**Records for processing:**
________
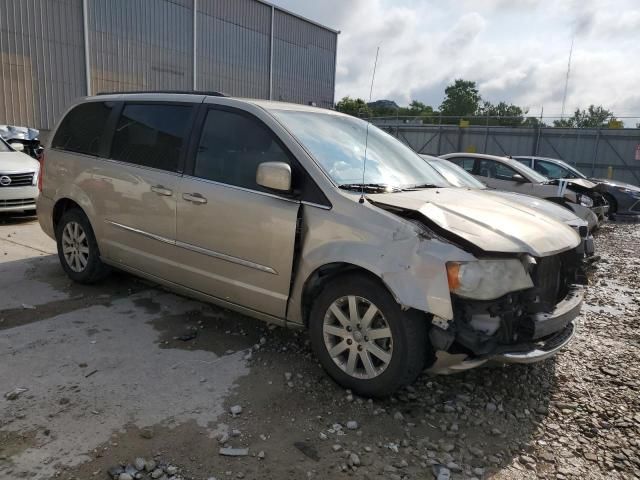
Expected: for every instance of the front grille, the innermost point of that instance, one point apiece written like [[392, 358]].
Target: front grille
[[16, 179], [18, 202], [552, 278]]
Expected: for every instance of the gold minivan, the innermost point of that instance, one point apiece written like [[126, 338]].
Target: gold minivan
[[309, 218]]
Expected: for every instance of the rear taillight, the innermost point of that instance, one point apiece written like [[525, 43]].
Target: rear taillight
[[41, 172]]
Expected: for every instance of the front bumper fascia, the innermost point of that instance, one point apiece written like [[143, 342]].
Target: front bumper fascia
[[565, 313]]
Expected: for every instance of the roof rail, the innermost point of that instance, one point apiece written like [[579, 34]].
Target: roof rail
[[182, 92]]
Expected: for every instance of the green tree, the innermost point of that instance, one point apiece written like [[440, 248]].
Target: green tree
[[508, 114], [353, 106], [592, 117], [461, 99]]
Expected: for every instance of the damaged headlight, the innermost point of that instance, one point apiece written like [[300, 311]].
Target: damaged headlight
[[585, 201], [487, 279]]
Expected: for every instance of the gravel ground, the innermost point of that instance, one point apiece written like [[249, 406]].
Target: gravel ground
[[573, 417]]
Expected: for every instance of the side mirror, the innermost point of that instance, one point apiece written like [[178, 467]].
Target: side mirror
[[274, 176], [17, 146]]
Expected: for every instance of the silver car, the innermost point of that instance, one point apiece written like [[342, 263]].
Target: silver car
[[459, 177], [504, 173], [309, 218]]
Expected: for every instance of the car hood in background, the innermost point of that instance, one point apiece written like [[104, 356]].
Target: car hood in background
[[11, 132], [545, 206], [17, 162], [616, 183], [487, 222]]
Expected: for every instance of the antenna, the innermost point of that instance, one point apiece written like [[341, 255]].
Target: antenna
[[366, 139], [566, 82]]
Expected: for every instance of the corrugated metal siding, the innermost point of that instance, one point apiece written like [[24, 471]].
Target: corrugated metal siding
[[233, 47], [148, 45], [141, 45], [41, 60], [303, 61]]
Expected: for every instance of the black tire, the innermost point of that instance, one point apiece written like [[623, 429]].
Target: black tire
[[408, 329], [94, 270]]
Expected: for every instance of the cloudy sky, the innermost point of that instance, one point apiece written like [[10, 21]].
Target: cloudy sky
[[516, 50]]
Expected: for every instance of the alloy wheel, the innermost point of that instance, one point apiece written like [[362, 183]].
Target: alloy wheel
[[357, 337], [75, 246]]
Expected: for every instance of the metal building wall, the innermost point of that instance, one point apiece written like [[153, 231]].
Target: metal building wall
[[233, 47], [41, 60], [245, 48], [303, 61], [140, 45]]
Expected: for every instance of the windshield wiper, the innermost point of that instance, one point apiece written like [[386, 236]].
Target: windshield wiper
[[419, 186], [370, 187]]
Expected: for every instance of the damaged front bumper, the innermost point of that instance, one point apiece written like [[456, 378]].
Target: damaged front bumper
[[555, 330]]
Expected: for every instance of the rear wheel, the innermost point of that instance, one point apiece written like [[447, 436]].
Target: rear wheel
[[363, 339], [77, 248]]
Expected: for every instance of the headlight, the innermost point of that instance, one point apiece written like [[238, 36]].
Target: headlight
[[585, 201], [628, 191], [487, 279], [35, 177]]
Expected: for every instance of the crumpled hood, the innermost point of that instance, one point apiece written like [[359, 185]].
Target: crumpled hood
[[17, 162], [490, 223], [545, 206]]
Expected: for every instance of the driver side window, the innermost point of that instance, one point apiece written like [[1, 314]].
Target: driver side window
[[231, 147]]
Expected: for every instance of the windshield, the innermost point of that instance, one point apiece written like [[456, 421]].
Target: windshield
[[577, 173], [455, 175], [337, 143], [4, 147], [527, 172]]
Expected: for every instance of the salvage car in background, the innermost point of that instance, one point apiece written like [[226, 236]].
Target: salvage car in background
[[22, 139], [18, 180], [504, 173], [458, 177], [623, 198], [267, 208]]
________
**Exercise directions:** Could you give the material again, starting with the line with "Expected: for every instance of the silver" and going on through the line with "[[555, 330]]", with every point coordinate in the answers scaled by 1.45 and rounded to a whole number, halves up? Keep the requests in, leave their numbers and format samples unchanged, and return only those lines.

**Final result:**
Expected: for every instance of the silver car, the innermost point of that instance, one point apiece written like [[342, 263]].
Target: silver car
[[666, 257], [731, 251], [448, 316]]
Expected: for every instance of the car hood in background, the innermost point of that instance, one point apiece written like [[104, 356]].
Target: car hood in background
[[16, 191], [790, 299], [25, 235], [893, 265], [706, 322]]
Expected: for every instance of the antenna, the innermost point of that instance, one point apiece written like [[341, 255]].
Target: antenna
[[531, 202], [821, 119]]
Expected: for every instance of the corrugated metal siding, the innermost point of that instance, one point apiece written like [[24, 471]].
Target: corrugated metal siding
[[338, 68], [215, 65], [204, 65], [59, 87], [439, 88]]
Expected: for every instance of the black tire, the innermost point of that instance, one point apiece written like [[623, 429]].
Target: black tire
[[592, 477], [136, 392]]
Expected: for every instance of the cloudy sky, the innermost point of that instance, one point apiece written like [[10, 21]].
Target: cloudy sky
[[748, 73]]
Expected: for every instance of the alloy wheel, the innermost point of that instance, one point apiece written like [[362, 183]].
Target: alloy wheel
[[518, 489], [109, 357]]
Expected: for every instance of the metal building wall, the innermost point of that instance, one point apiece written like [[153, 231]].
Target: metal building wall
[[338, 68], [59, 87], [355, 70], [439, 88], [203, 65]]
Expected: for every instance of the windshield wiper, the innermost point of that instance, one point apiece written like [[386, 236]].
Target: windshield wiper
[[608, 270], [537, 271]]
Expected: for every instance of the damaged front bumper, the innermost point of that instance, one point apiece written like [[456, 378]].
Target: damaged front bumper
[[805, 479]]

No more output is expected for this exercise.